━━ Data provided

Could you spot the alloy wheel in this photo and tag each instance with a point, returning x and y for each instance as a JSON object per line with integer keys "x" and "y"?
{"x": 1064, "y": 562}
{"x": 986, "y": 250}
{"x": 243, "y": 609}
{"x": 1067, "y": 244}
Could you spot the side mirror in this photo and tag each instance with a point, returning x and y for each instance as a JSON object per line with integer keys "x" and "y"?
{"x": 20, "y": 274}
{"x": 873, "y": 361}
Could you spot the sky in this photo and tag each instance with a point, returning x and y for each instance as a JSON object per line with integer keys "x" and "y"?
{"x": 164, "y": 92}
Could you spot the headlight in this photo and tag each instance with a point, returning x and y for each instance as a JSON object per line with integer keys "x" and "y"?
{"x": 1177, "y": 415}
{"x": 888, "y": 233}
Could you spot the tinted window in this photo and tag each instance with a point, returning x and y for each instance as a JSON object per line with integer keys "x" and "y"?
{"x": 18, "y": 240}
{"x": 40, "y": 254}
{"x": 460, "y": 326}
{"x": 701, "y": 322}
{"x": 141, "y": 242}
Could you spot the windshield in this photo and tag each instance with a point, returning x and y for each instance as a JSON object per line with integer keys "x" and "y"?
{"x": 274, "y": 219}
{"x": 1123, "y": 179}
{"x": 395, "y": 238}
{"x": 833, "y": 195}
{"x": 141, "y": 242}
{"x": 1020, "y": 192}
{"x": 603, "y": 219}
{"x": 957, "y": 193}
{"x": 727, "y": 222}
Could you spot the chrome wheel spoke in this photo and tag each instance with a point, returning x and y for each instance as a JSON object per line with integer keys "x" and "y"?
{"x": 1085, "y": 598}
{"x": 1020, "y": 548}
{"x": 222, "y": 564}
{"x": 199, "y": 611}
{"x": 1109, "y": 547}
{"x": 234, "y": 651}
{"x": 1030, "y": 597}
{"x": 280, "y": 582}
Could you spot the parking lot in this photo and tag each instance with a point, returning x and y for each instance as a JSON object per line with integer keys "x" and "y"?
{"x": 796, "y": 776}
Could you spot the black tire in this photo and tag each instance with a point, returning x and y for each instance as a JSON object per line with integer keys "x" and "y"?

━━━━

**Work request:**
All of the data above should be set down word for word.

**Response box:**
Could you spot the alloy wheel in this photo and tag each instance with a point, returning x and y for each instance as a JSON object per line with integer keys "x" and "y"?
{"x": 1064, "y": 562}
{"x": 986, "y": 250}
{"x": 243, "y": 609}
{"x": 1067, "y": 244}
Could you spot the side mirror in this photo and tag each instance with a point, returning x and y for each instance as a JSON object per line with integer keys "x" and "y"?
{"x": 20, "y": 274}
{"x": 873, "y": 361}
Could you spot the sky in this photo and tag each instance with a point, returning x and y for each instance as a JSON object per line with integer keys "x" and "y"?
{"x": 164, "y": 92}
Could you spot the headlight in this photo and tag each instance with a point, returning x and y for each instance as a JSON object per line with integer keys "x" and "y"?
{"x": 1177, "y": 415}
{"x": 888, "y": 233}
Could you spot the tinted window in this photo and tag each instance with a point, returning x and y for each instance as a JSON object per line with integer keys "x" and "y"?
{"x": 18, "y": 240}
{"x": 40, "y": 254}
{"x": 460, "y": 326}
{"x": 701, "y": 322}
{"x": 141, "y": 242}
Could you spot the windshield in this photo and tag each instance with a point, returning x and y for each instance as a JSON object per line with integer keys "x" and "y"?
{"x": 274, "y": 219}
{"x": 1123, "y": 179}
{"x": 395, "y": 238}
{"x": 833, "y": 195}
{"x": 141, "y": 242}
{"x": 1020, "y": 192}
{"x": 603, "y": 219}
{"x": 957, "y": 193}
{"x": 727, "y": 222}
Could you spot the chrome wheel spoke in this photo and tag each instance with a point, returning x and y for each instance as a JSON object per line with integer keys "x" and "y"?
{"x": 1085, "y": 598}
{"x": 1020, "y": 548}
{"x": 222, "y": 564}
{"x": 199, "y": 611}
{"x": 1109, "y": 547}
{"x": 234, "y": 651}
{"x": 1030, "y": 597}
{"x": 280, "y": 582}
Could you spot the parking lot in this photo and tag each instance with a point, returning x and y for each instance as a JSON object per line with integer keys "x" and "y"?
{"x": 796, "y": 776}
Could you spot the black tire in this photo and tag each instance with a point, returning x and y for each instance as a JSON object per line with integer keys "x" and "y"?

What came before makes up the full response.